RECORDS FOR THIS EXERCISE:
-*-*-

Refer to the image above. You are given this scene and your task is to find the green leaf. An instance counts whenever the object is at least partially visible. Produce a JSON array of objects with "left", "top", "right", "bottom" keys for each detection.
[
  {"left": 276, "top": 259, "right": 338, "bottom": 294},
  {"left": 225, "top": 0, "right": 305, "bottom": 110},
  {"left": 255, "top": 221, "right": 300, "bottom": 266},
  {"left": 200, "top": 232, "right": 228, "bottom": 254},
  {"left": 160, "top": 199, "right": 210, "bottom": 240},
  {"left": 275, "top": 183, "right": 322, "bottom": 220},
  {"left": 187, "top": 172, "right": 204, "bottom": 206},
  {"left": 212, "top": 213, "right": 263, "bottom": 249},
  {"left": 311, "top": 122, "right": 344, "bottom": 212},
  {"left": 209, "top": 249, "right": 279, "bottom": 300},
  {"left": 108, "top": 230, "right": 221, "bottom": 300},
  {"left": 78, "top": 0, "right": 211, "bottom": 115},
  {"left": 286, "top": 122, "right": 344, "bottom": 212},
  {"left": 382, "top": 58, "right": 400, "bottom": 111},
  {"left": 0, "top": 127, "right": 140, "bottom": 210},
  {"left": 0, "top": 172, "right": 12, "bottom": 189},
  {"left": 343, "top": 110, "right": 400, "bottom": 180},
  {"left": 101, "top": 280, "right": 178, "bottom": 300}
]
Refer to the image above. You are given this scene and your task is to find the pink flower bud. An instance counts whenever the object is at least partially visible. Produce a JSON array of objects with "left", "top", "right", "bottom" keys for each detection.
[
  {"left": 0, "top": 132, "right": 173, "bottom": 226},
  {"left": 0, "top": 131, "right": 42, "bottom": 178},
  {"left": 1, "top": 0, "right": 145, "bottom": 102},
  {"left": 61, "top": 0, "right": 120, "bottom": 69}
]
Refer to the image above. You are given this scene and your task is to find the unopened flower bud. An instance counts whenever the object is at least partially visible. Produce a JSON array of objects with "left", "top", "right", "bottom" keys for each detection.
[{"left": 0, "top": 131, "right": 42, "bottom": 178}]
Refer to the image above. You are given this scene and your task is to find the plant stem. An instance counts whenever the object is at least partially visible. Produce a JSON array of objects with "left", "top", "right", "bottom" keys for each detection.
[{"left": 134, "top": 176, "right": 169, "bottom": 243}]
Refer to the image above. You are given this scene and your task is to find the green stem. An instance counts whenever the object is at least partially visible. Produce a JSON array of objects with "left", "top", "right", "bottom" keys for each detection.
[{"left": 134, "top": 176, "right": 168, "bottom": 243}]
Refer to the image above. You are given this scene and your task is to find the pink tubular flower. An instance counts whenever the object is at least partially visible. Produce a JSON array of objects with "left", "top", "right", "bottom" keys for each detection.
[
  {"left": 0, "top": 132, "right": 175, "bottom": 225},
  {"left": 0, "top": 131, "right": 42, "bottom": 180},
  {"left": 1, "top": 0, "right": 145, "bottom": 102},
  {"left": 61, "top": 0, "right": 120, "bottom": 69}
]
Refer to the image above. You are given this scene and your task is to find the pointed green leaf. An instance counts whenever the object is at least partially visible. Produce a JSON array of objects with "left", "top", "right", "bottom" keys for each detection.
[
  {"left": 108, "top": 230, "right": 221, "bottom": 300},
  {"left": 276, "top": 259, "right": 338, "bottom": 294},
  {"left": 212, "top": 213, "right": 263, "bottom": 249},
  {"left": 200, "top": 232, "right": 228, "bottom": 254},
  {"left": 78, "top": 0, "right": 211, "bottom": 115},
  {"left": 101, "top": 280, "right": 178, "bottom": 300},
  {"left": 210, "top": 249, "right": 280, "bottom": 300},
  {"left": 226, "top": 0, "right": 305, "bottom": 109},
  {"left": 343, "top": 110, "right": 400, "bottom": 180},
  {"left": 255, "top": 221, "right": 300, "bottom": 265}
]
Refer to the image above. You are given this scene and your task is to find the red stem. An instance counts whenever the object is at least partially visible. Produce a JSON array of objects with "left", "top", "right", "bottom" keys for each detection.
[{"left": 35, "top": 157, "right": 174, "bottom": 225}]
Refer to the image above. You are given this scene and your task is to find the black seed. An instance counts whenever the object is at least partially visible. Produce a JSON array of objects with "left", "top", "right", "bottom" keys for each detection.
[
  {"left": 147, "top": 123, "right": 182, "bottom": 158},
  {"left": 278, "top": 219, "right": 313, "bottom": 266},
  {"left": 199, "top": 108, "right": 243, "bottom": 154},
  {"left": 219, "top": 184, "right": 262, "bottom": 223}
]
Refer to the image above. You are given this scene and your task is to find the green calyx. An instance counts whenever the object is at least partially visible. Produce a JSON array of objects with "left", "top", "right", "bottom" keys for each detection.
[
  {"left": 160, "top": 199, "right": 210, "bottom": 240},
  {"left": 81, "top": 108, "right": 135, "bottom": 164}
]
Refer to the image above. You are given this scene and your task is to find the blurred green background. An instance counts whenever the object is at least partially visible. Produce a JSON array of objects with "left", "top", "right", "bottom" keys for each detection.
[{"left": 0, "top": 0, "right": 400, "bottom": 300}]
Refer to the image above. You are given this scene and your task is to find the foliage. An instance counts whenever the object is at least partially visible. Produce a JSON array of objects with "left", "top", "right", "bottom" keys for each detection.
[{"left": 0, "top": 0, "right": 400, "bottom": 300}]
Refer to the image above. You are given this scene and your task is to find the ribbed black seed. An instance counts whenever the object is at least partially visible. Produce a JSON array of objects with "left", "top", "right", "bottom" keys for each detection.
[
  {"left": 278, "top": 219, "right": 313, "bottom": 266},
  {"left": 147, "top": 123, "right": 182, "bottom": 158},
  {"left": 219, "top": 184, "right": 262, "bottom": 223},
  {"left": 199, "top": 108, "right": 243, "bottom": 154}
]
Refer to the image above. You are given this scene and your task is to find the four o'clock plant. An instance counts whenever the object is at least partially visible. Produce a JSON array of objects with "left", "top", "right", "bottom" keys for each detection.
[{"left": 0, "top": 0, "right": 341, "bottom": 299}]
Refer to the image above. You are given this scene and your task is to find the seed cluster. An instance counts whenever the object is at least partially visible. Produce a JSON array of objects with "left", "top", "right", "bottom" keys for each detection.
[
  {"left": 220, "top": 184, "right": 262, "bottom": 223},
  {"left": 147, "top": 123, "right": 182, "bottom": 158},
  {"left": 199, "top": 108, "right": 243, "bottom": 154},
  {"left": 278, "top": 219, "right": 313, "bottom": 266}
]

-*-*-

Pull out each line of the items above that contains the word "flower", and copy those lines in full.

RESULT:
Refer to the image above. You are given this scene and your task is to find the pink flower bud. An instance counts whenever the object is at least partially visible. Produce a JSON array of objects with "left", "top", "right", "bottom" keys for each detection.
Refer to the image above. You are given this scene and your task is to find the unopened flower bud. An instance counts whenever the object is at least partially visible. Produce a JSON array of objects with "left", "top", "right", "bottom" keys for each detection.
Refer to the image above. You are given this scene and your task is to find the pink tubular flower. An instance counts whenever the object is at least partially visible. Produce a JSON array of objects with "left", "top", "right", "bottom" keys for each detection.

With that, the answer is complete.